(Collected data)
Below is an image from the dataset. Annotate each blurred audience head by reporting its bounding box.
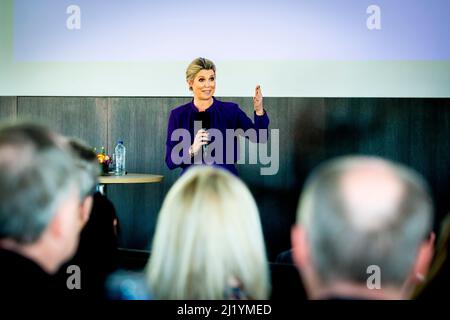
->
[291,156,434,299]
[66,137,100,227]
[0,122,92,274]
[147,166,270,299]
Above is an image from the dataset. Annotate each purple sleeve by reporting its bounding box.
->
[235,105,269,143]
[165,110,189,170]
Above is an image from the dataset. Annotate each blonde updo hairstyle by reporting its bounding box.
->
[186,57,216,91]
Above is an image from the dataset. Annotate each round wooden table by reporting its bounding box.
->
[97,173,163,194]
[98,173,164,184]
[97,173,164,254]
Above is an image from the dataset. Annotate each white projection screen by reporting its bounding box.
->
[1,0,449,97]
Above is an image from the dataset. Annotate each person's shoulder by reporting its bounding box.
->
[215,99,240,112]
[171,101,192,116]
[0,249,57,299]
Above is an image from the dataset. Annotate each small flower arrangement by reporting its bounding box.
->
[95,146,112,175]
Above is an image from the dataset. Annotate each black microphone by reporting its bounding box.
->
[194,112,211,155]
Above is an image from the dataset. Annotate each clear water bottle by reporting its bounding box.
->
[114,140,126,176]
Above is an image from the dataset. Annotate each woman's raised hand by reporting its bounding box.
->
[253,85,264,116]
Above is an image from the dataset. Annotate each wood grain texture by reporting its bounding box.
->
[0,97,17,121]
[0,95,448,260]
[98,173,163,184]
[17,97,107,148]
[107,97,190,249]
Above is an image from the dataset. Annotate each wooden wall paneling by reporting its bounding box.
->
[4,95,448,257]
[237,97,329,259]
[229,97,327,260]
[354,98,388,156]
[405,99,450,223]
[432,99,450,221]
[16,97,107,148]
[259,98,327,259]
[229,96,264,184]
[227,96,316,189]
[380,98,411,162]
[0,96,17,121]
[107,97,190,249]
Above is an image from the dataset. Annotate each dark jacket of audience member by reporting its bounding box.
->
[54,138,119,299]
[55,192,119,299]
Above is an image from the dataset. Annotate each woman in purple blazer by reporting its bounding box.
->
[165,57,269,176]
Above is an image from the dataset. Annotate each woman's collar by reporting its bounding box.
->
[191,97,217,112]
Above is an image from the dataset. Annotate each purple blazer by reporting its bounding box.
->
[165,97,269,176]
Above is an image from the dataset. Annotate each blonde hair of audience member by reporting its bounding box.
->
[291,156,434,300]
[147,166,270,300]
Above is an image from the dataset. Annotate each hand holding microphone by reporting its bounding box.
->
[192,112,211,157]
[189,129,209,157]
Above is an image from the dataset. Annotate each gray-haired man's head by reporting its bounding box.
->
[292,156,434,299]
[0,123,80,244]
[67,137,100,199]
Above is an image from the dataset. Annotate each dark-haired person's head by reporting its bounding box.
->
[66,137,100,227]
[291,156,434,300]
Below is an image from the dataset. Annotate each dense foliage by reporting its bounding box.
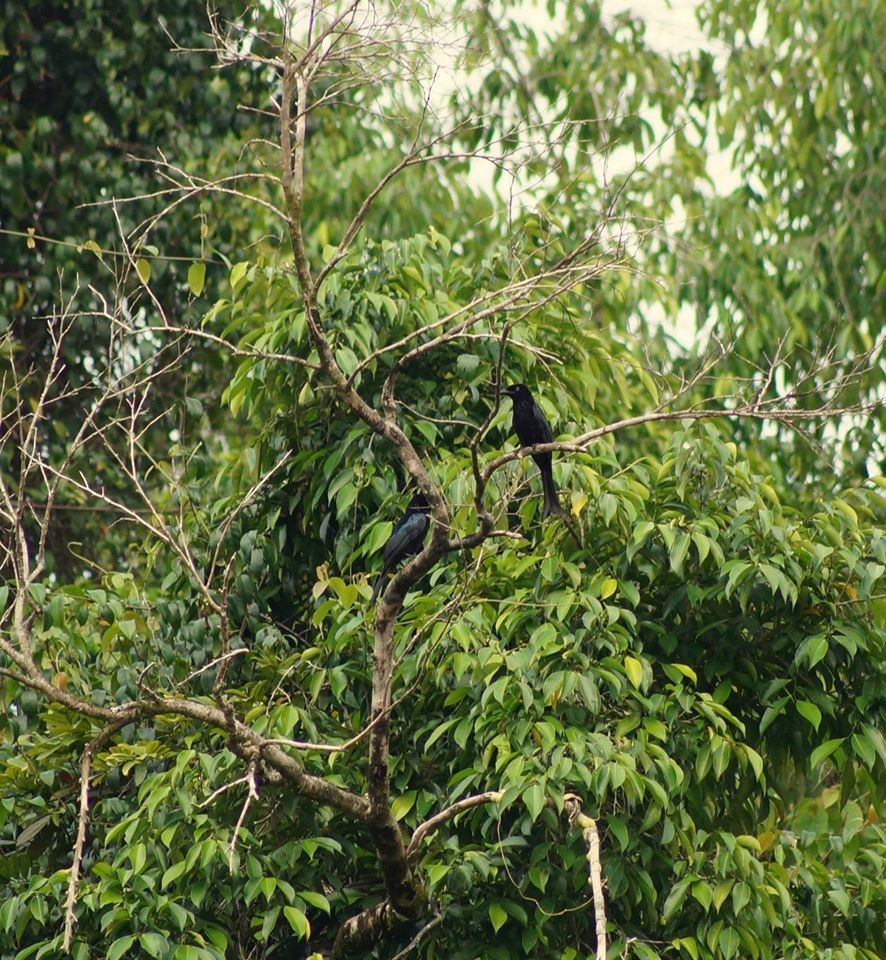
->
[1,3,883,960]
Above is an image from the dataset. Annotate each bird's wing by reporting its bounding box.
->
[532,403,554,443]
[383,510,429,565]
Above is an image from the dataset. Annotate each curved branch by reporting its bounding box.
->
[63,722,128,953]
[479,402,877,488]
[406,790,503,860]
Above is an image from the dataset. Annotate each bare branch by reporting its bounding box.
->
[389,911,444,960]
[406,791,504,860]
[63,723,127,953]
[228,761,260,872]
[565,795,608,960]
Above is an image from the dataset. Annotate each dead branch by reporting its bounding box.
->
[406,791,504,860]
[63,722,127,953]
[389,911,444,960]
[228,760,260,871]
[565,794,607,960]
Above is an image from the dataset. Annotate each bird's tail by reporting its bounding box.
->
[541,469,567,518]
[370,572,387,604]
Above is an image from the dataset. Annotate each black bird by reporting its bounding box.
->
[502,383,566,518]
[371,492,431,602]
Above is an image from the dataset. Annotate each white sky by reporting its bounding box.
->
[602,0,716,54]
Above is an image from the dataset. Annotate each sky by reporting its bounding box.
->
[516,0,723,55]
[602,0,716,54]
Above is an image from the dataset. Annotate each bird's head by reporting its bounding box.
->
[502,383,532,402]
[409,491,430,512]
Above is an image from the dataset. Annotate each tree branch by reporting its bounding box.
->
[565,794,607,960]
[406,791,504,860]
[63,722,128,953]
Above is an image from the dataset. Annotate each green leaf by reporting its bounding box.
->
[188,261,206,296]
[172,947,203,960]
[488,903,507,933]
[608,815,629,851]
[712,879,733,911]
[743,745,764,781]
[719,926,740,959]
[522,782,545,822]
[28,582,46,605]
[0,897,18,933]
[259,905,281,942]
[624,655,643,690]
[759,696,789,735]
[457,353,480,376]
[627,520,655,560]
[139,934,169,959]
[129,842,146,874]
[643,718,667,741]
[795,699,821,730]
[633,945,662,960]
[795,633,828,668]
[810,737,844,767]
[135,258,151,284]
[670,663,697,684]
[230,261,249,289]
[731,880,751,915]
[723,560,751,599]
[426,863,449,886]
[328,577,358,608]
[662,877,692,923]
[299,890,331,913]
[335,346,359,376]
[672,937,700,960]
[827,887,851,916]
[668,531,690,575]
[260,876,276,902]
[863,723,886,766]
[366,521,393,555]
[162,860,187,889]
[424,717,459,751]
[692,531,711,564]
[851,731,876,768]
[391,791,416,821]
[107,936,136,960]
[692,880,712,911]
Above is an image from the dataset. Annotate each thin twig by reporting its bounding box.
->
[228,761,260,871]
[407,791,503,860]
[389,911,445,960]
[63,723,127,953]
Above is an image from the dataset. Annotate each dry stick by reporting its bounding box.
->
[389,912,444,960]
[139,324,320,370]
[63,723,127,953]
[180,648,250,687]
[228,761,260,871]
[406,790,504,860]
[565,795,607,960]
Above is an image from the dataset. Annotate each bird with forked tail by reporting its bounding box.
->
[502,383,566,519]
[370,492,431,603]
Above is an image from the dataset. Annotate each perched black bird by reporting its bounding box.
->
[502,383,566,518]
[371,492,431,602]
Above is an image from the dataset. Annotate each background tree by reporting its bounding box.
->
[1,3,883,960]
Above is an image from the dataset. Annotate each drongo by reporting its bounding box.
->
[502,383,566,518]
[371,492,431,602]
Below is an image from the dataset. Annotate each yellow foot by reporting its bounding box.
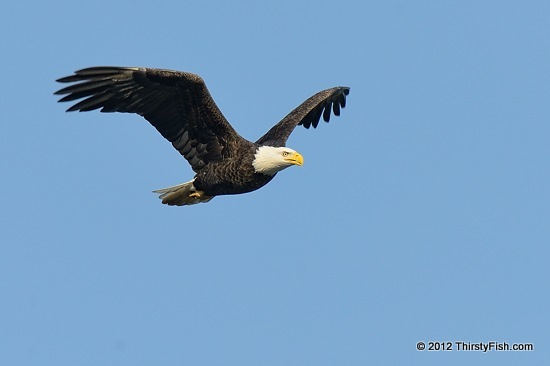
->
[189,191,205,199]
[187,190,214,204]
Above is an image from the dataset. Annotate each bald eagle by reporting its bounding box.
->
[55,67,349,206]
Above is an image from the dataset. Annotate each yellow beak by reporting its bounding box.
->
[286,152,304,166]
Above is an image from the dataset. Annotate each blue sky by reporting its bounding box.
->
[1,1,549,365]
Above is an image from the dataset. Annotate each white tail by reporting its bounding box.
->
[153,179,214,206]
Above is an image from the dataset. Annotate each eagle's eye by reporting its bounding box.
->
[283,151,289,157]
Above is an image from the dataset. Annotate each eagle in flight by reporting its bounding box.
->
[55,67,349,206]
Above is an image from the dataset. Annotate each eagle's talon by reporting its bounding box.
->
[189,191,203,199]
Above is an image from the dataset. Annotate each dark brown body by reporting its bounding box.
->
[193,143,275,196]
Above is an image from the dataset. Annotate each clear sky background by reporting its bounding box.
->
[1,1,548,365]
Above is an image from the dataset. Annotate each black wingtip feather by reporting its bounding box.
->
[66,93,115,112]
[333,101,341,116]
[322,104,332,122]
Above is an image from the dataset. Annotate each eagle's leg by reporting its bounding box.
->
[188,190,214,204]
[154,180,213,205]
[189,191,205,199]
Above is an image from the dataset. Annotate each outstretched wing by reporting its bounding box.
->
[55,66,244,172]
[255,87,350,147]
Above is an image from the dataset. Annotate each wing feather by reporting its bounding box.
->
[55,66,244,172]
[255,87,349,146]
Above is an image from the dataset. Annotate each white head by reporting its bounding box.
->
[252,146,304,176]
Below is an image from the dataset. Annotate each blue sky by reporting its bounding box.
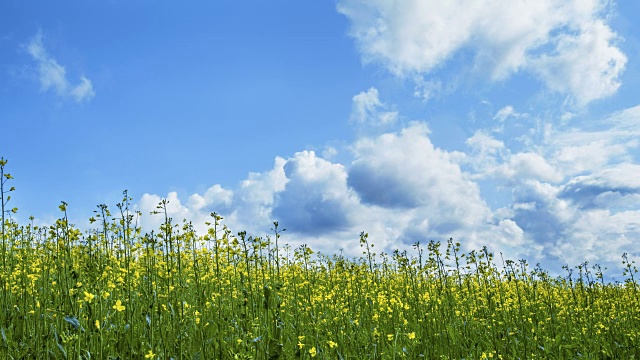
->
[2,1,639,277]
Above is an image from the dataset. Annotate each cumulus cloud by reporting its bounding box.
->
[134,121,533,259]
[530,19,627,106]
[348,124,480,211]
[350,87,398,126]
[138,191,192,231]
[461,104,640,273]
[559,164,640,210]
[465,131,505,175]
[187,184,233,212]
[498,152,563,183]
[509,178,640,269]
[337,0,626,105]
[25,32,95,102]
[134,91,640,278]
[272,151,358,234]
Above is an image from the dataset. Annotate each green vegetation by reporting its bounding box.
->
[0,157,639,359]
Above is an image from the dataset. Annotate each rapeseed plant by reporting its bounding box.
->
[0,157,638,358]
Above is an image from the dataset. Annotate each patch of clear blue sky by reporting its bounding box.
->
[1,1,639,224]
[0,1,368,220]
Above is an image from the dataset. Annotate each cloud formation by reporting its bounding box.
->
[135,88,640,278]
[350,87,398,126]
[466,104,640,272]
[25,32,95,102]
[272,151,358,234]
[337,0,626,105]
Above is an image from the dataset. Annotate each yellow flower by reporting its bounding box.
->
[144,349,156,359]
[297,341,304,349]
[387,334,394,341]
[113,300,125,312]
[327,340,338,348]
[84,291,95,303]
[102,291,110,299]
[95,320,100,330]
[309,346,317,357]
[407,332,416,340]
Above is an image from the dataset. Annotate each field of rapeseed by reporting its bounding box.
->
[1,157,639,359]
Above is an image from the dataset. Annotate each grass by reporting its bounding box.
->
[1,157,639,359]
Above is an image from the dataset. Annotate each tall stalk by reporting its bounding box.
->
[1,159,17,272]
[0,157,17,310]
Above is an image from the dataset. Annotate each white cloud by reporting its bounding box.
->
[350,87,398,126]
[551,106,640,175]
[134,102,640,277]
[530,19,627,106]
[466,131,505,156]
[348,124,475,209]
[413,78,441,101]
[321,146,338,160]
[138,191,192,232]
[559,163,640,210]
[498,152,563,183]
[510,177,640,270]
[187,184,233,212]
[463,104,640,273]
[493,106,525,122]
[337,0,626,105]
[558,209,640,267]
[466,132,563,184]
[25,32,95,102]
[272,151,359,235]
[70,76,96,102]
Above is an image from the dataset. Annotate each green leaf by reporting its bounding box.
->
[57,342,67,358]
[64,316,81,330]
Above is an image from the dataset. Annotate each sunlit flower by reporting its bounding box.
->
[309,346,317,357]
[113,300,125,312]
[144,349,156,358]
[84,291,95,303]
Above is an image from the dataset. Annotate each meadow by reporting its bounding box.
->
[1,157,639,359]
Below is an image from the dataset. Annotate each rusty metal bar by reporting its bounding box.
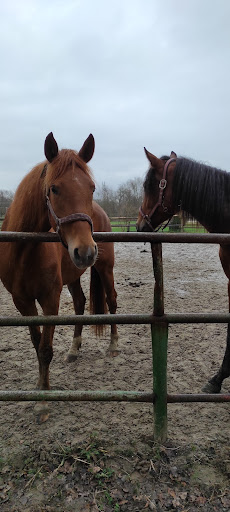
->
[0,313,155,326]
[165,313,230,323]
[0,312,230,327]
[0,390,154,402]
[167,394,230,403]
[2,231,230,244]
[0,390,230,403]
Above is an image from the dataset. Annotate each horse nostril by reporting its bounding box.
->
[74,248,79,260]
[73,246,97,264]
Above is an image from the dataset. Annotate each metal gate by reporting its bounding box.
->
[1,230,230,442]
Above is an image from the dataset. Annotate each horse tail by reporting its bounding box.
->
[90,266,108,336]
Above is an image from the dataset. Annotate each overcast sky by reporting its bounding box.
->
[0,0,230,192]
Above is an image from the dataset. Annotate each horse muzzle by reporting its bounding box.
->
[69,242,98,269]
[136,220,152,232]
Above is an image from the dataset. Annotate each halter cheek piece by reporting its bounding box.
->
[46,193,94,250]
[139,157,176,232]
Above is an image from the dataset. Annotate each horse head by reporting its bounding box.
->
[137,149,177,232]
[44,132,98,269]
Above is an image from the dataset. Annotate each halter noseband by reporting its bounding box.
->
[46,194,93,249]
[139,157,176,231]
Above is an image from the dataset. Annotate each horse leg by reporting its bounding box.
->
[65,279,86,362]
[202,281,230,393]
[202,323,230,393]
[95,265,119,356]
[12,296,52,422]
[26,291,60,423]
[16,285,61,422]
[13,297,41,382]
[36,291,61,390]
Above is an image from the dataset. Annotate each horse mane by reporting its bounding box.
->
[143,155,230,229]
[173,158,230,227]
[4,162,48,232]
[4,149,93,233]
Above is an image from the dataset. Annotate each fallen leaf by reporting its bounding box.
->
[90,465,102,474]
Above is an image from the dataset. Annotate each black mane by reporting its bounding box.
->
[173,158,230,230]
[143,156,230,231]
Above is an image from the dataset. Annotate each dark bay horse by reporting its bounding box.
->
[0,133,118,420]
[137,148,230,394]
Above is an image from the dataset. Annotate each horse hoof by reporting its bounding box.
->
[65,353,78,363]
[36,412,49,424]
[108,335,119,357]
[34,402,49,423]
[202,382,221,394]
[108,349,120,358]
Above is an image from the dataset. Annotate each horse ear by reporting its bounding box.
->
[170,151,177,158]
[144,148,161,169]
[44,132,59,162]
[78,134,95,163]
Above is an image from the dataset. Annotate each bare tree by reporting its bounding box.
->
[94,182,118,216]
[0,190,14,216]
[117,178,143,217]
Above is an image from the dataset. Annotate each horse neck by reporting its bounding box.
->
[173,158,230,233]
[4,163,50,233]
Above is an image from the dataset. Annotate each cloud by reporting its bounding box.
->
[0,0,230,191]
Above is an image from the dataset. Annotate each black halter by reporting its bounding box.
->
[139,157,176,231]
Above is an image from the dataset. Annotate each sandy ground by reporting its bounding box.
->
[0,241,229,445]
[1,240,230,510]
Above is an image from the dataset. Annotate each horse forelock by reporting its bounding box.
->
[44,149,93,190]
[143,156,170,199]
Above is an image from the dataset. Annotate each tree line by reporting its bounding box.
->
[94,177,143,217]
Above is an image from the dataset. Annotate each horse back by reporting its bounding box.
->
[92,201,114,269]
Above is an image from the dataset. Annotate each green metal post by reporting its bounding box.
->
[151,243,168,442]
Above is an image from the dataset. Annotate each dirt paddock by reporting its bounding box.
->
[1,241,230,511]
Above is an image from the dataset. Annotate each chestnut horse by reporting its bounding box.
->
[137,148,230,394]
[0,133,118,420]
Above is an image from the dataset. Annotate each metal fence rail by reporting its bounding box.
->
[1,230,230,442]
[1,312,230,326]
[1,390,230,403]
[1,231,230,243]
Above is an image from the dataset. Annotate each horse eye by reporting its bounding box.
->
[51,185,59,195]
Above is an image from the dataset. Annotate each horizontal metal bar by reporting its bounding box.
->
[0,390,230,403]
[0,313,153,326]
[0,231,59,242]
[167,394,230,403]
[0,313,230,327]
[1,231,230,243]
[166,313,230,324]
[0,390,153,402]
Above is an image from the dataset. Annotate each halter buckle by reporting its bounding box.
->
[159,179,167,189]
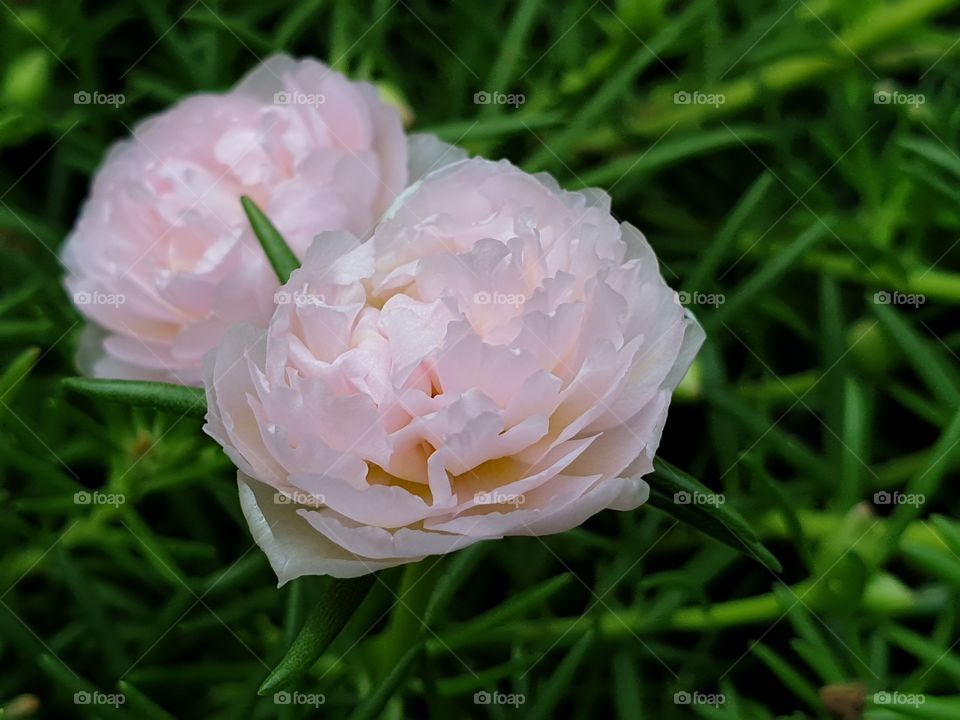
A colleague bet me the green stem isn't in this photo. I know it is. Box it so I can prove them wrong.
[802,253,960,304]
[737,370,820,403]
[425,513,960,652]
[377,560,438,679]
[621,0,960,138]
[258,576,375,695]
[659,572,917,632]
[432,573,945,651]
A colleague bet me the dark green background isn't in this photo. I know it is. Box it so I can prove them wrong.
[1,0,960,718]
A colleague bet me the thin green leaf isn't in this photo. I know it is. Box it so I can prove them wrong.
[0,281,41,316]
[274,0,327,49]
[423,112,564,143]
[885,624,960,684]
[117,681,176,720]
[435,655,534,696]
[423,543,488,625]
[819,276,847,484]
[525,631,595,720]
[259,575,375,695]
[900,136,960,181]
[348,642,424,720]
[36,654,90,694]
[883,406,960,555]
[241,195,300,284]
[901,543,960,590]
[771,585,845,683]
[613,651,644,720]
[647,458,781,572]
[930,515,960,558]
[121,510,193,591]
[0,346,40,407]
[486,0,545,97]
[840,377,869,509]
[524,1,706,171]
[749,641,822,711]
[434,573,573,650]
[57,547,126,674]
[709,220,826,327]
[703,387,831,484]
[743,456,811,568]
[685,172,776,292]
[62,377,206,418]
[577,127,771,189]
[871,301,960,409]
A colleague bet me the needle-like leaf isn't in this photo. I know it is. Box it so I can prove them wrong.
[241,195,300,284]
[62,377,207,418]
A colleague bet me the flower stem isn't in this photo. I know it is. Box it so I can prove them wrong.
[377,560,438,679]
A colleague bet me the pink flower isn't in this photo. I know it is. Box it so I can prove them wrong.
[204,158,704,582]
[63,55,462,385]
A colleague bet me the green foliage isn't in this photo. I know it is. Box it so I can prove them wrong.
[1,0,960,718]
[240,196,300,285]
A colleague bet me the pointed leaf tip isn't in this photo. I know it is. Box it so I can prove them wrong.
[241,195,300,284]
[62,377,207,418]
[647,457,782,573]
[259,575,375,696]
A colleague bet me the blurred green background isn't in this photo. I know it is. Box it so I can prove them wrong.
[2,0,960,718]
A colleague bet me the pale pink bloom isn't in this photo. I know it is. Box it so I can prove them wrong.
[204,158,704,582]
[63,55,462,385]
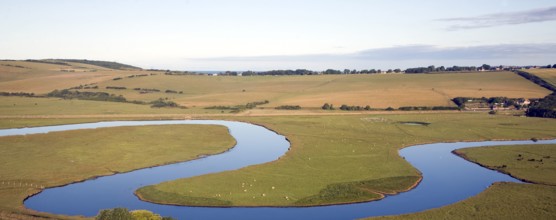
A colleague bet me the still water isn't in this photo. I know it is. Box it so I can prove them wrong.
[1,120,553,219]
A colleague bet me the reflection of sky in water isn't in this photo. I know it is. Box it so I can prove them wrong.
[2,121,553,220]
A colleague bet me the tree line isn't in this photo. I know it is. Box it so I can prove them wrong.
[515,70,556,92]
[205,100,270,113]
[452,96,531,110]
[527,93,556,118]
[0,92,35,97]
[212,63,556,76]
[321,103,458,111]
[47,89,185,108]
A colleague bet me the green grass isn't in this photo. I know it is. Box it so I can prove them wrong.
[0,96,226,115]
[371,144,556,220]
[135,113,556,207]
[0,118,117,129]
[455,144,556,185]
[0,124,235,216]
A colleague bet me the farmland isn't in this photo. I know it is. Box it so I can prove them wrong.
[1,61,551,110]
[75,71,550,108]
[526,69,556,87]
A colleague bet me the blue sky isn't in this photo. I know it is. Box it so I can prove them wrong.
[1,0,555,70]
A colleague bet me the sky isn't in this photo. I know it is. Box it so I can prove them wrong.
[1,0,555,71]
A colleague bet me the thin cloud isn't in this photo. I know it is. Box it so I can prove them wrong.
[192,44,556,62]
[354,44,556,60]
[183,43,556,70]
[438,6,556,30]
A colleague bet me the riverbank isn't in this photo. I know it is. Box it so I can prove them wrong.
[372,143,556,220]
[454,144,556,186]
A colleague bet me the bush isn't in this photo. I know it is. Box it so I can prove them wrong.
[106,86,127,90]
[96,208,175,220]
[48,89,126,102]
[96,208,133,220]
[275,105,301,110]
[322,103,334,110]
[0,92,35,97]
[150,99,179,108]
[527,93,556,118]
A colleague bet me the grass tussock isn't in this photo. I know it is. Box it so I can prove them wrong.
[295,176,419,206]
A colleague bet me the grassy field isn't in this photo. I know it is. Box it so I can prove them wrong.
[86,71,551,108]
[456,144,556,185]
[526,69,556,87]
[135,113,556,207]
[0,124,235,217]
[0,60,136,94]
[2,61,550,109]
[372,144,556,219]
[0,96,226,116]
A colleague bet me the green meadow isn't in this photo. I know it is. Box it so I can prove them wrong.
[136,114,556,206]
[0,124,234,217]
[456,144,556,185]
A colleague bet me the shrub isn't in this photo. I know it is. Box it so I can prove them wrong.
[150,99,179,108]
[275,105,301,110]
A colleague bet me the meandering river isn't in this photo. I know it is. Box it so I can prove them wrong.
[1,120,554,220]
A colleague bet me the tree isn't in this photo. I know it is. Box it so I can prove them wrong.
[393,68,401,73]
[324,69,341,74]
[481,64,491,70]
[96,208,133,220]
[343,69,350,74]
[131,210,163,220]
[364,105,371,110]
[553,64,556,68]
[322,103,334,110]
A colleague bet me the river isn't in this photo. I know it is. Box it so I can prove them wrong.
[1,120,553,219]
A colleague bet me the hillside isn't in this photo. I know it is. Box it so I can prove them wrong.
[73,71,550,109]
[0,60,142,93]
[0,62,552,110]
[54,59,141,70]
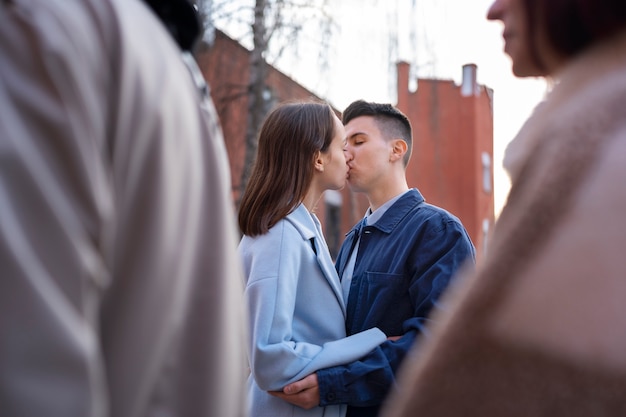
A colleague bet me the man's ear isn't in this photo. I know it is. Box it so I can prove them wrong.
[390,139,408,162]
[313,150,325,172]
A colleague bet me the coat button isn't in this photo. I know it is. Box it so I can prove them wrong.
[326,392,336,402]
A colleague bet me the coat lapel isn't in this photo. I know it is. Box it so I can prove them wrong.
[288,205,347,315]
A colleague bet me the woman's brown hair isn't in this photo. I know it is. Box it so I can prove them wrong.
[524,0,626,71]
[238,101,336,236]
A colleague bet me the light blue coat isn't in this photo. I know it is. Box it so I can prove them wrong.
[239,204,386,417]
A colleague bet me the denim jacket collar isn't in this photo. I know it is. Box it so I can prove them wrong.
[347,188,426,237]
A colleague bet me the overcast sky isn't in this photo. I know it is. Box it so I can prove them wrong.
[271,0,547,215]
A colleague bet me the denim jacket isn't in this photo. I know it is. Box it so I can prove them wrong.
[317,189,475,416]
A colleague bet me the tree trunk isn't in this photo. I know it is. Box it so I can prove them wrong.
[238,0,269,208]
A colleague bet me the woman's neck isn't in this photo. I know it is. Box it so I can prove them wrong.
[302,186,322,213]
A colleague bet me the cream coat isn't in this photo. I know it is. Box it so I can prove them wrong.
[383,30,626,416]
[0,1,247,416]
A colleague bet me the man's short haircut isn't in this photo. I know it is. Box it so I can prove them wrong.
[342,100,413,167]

**Task item**. Return solely the count of lines in the data above in which the word "branch" occurs.

**Exercise output**. 4